Region annotation entries:
^^^^^^^^^^^^^^^^

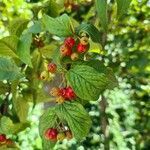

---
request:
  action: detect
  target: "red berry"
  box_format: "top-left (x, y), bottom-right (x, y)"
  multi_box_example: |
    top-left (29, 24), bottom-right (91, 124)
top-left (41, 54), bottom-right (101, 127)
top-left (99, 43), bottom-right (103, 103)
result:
top-left (65, 87), bottom-right (76, 100)
top-left (71, 53), bottom-right (79, 61)
top-left (45, 128), bottom-right (58, 141)
top-left (0, 134), bottom-right (7, 142)
top-left (60, 88), bottom-right (66, 98)
top-left (47, 63), bottom-right (57, 73)
top-left (64, 37), bottom-right (75, 48)
top-left (60, 45), bottom-right (72, 56)
top-left (65, 131), bottom-right (73, 140)
top-left (77, 43), bottom-right (87, 53)
top-left (60, 87), bottom-right (76, 100)
top-left (50, 87), bottom-right (60, 96)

^^^^^^^^^^^^^^^^

> [What this task involves]
Convert the listing above into a numbered list with one line per item, excluding the blank lines and the picture.

> [Exercise answer]
1. ---
2. request:
3.   action: detect
4.   target: "red berry"
5.   box_format: "top-left (x, y), bottom-right (x, y)"
6.   multi_box_example: |
7.     top-left (29, 24), bottom-right (91, 124)
8. top-left (41, 54), bottom-right (101, 127)
9. top-left (99, 43), bottom-right (103, 103)
10. result:
11. top-left (65, 87), bottom-right (76, 100)
12. top-left (71, 53), bottom-right (79, 61)
13. top-left (45, 128), bottom-right (58, 141)
14. top-left (0, 134), bottom-right (7, 142)
15. top-left (60, 88), bottom-right (66, 98)
16. top-left (47, 63), bottom-right (57, 73)
17. top-left (64, 37), bottom-right (75, 48)
18. top-left (60, 45), bottom-right (72, 56)
19. top-left (65, 131), bottom-right (73, 140)
20. top-left (77, 43), bottom-right (87, 53)
21. top-left (60, 87), bottom-right (76, 100)
22. top-left (50, 87), bottom-right (60, 96)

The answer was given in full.